* REQUIRED ACTION *
Report each line of the records where "painted" occurs.

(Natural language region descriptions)
⁂

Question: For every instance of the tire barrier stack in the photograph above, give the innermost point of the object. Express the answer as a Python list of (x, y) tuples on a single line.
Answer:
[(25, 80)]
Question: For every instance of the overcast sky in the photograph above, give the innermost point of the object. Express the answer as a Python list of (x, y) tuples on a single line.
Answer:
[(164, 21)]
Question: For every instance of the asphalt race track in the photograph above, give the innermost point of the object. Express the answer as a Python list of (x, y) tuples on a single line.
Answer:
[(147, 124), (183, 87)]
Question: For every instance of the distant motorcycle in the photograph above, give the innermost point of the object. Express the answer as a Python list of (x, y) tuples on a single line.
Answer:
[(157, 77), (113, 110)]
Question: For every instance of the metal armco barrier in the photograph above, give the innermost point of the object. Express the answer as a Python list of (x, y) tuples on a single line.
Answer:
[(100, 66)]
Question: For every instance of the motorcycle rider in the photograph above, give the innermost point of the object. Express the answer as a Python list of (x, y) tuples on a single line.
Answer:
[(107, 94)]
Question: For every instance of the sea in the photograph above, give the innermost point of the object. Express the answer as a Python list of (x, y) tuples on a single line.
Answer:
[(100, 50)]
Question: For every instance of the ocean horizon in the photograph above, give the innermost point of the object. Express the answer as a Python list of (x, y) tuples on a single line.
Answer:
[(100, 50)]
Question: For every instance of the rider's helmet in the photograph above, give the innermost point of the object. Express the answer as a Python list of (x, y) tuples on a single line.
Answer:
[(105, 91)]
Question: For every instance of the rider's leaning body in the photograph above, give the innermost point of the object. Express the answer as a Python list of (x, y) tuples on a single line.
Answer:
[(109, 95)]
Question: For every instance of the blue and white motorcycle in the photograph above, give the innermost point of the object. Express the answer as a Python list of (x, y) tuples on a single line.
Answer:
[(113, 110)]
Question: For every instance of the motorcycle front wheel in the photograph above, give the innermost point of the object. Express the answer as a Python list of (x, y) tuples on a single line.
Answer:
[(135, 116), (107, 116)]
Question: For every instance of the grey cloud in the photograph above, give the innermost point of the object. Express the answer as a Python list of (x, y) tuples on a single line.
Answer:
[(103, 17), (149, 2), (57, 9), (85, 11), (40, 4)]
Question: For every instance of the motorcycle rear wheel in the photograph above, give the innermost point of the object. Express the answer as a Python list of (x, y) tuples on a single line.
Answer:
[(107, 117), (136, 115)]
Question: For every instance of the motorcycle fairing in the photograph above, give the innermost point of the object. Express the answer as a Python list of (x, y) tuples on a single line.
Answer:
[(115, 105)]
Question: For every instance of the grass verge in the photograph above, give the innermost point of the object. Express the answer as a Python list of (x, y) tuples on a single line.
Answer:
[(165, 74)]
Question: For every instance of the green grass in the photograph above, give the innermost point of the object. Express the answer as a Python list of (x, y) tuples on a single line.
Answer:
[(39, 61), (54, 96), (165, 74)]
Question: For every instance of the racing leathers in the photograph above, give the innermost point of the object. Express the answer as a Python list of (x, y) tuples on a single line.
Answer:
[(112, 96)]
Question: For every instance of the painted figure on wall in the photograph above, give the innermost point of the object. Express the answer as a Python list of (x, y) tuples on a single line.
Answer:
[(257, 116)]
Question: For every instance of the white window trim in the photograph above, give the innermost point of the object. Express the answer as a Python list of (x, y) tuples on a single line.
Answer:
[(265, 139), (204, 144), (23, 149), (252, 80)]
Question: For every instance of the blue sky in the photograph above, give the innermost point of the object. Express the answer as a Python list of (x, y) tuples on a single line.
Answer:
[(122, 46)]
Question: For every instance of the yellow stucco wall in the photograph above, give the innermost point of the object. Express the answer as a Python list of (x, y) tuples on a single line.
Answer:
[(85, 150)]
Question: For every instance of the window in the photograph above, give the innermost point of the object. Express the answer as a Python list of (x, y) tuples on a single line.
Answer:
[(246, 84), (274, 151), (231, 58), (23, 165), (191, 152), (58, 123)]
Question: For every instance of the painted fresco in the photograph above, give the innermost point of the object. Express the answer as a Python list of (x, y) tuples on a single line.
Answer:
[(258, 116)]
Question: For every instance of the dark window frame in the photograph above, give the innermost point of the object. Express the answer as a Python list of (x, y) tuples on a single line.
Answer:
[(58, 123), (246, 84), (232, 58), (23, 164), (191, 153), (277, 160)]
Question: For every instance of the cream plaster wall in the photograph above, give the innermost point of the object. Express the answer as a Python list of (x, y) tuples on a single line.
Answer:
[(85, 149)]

⁂

* RESULT *
Question: For every instance of the painted figure on wall in the photograph above, give the innermost point of the object. Express the answer as a Python list of (x, y) tuples on a single line.
Question: For every instance of the painted fresco in the photograph above, give the innermost point of the object. Express the answer as a Python list of (x, y) tuples on a single line.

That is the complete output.